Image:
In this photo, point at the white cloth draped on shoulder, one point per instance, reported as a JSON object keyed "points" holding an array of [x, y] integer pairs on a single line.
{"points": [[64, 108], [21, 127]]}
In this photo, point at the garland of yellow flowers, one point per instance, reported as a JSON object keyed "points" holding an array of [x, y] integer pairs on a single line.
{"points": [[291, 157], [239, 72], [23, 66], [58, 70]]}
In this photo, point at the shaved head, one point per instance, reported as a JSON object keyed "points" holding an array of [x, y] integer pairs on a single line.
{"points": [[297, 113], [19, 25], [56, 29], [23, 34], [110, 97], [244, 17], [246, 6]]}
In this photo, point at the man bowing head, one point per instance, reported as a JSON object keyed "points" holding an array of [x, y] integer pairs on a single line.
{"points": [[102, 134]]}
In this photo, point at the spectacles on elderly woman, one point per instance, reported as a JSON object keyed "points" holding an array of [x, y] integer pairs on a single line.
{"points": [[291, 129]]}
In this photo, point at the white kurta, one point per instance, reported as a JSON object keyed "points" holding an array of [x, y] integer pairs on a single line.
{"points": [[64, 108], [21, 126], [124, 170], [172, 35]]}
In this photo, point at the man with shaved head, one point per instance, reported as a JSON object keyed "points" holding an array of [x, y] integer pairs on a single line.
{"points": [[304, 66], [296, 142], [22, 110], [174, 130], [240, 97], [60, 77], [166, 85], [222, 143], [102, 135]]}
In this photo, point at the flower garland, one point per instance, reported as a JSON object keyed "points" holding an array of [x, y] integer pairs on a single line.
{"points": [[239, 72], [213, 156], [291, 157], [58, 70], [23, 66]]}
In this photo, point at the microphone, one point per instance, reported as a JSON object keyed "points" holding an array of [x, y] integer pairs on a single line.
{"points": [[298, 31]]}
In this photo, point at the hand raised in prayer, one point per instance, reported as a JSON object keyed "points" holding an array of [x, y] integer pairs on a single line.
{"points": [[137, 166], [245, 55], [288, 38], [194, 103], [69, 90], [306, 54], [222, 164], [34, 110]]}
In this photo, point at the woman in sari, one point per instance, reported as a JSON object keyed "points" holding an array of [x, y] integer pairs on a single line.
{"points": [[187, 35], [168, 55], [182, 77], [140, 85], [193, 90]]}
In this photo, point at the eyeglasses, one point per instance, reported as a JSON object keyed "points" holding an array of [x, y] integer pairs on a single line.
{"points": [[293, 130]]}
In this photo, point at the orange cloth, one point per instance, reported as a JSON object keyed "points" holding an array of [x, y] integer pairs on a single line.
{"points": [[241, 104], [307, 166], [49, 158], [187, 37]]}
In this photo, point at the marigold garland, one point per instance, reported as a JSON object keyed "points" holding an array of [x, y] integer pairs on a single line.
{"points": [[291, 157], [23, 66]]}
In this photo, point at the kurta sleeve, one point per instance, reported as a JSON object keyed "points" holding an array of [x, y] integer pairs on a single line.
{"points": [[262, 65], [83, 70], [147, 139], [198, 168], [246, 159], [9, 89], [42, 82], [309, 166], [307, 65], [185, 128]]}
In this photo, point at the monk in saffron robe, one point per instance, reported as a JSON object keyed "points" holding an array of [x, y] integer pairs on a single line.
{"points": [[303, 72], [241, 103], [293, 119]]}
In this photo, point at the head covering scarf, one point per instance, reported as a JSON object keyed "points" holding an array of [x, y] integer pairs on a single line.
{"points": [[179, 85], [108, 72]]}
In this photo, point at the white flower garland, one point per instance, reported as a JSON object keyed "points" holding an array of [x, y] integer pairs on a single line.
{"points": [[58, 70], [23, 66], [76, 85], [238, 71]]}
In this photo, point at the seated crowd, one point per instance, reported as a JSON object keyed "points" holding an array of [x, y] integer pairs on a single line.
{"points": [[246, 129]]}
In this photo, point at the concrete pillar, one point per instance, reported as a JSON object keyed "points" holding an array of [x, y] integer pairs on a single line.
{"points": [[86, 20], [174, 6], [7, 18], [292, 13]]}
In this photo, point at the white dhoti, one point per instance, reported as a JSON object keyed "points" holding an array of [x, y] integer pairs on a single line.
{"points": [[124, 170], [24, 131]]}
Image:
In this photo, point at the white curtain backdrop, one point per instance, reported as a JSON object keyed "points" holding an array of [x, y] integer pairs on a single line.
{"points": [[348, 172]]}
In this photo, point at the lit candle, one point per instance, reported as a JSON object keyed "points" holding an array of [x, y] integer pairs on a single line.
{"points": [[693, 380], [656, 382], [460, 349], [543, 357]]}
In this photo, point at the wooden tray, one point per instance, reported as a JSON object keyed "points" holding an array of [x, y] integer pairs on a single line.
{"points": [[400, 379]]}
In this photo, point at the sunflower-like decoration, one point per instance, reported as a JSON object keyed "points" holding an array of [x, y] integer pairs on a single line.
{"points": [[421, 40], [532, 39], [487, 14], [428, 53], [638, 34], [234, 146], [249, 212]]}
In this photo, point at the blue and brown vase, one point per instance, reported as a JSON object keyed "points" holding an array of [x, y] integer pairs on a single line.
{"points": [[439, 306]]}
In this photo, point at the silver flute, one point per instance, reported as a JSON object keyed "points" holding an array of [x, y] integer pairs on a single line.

###

== Short task ==
All of the records must be repeated exactly.

== The response ==
Image:
In this photo, point at the white cloth draped on shoulder, one point per instance, reported as a JSON object keyed "points" holding an array of [x, y] integer pairs on a single line.
{"points": [[64, 108], [21, 127]]}
In this photo, point at the garland of yellow flowers, one point per instance, reported as a JSON object keyed "points" holding an array of [x, y] integer pairs on a single line.
{"points": [[291, 157], [239, 72], [23, 66], [58, 70]]}
In this photo, point at the shaved head, one point per instance, reported as a JSON object keyed "points" holding an array of [x, y] integer pairs on a single line.
{"points": [[297, 113], [19, 25], [56, 29], [23, 34], [110, 97], [244, 17], [246, 6]]}
In this photo, point at the man bowing head, one point per instance, reported as a JSON object keyed "points" holding an array of [x, y] integer pairs on a single line.
{"points": [[102, 134]]}
In this photo, point at the spectacles on elderly woman, one point per instance, reported as a JSON object keyed "points" holding an array of [x, y] integer pairs on a single line.
{"points": [[291, 129]]}
In this photo, point at the white kurta, one point per instance, reported as a JSON object keyed "points" holding an array of [x, y] integer pairs on a single line.
{"points": [[64, 108], [21, 126], [124, 170], [172, 35]]}
In this photo, point at the man with shaved head, one point per instance, reported as a JSON object keyed "points" holding an array of [x, y] integer pairs on a single line.
{"points": [[304, 66], [296, 142], [22, 110], [174, 130], [240, 97], [60, 77], [166, 85], [222, 143], [102, 135]]}
In this photo, point at the flower garland, one point per instance, reported as a JSON object keyed "points" holding an array of [x, y] integer pairs on a single line.
{"points": [[239, 72], [213, 156], [291, 157], [58, 70], [23, 66]]}
In this photo, point at the microphone, one point per instance, reported as a JSON object keyed "points" holding an array of [x, y] integer pairs on a single line.
{"points": [[298, 31]]}
In this photo, point at the hand raised in prayer, one point per instance, reported as a JSON object keyed "points" holding an array of [x, y] integer pairs on a single line.
{"points": [[137, 166], [245, 55], [288, 38], [194, 103], [69, 90], [306, 54], [222, 164], [34, 110]]}
In this photo, point at the woman in sari, one point per instance, reported as a JSON object keyed "points" holding an array of [x, y] integer pairs on a single line.
{"points": [[187, 35], [168, 55], [182, 77], [140, 85], [193, 90]]}
In this photo, point at the eyeglasses, one point per instance, reported as a JSON object keyed "points" holding an array of [x, y] integer pairs on a single line.
{"points": [[293, 130]]}
In this photo, point at the orange cloth, one point per instance, reported as a JSON object keyed "points" holding an array of [x, y] integer pairs on a single line.
{"points": [[241, 104], [307, 166], [49, 158], [187, 37]]}
In this photo, point at the marigold garland, one point per instance, reported as a JSON object keyed "points" holding an array of [x, y] integer pairs on a single line.
{"points": [[291, 157], [23, 66]]}
In this photo, point at the kurta sleeve, one point per instance, reported as a JSON object keyed "points" holding an array of [x, y] integer pairs on a single line.
{"points": [[262, 65], [83, 70], [147, 139], [198, 168], [246, 159], [9, 89], [42, 82], [309, 166], [307, 65], [185, 128]]}
In this photo, point at the monk in saffron robe, one point per instance, reported as a JSON object keyed "points" holding an array of [x, y] integer pairs on a single line.
{"points": [[303, 72], [241, 103], [293, 119]]}
In this photo, point at the head covering scarf, one point per instance, reported as a JSON object keyed "points" holding an array of [x, y] integer pairs on a single line.
{"points": [[179, 85], [108, 72]]}
In this photo, point at the white flower garland, one point per instance, reported as a JSON object keyed "points" holding an array of [x, y] integer pairs on a single line.
{"points": [[58, 70], [23, 66], [76, 85], [238, 71]]}
In this photo, point at the seated crowd, one point per instance, reported as a JSON object keyed "points" holding an array of [x, y] integer pairs on a single line.
{"points": [[246, 129]]}
In this photo, point at the concrete pillar, one point per instance, reported as a JSON object keyed "points" holding an array of [x, y] integer pairs on a single line.
{"points": [[86, 20], [174, 6], [7, 18], [292, 13]]}
In this photo, point at the white dhoti, one point per instance, reported as a JSON object keyed "points" holding an array of [x, y] integer pairs on a single line.
{"points": [[124, 170], [24, 131]]}
Image:
In this photo, point at the white curtain backdrop, one point per instance, reported as a JSON object keyed "points" holding an array of [x, y] integer pairs on a single line.
{"points": [[348, 172]]}
In this photo, point at the lit candle, one point per instance, reported as a JSON object keyed "points" holding an array of [x, y] integer pairs on a single line.
{"points": [[693, 380], [656, 382], [460, 349], [543, 357]]}
In this photo, point at the wooden tray, one point per instance, reported as a JSON object keyed "points" holding an array of [x, y] integer pairs on a single line.
{"points": [[400, 379]]}
In this photo, point at the sunflower-like decoration, one point per instance, reported as a JSON object keyed "points" holding an array of [x, y] integer pairs on a single line.
{"points": [[421, 40], [532, 39], [487, 14], [428, 53], [638, 34], [234, 146], [249, 212]]}
In this photo, point at the blue and brown vase, one point per instance, reported as a JSON object keyed "points" holding an array of [x, y] integer pairs on a single line.
{"points": [[439, 306]]}
In this photo, point at the silver flute, one point per instance, reported as a JSON object keyed "points" holding an array of [x, y] integer pairs on a single line.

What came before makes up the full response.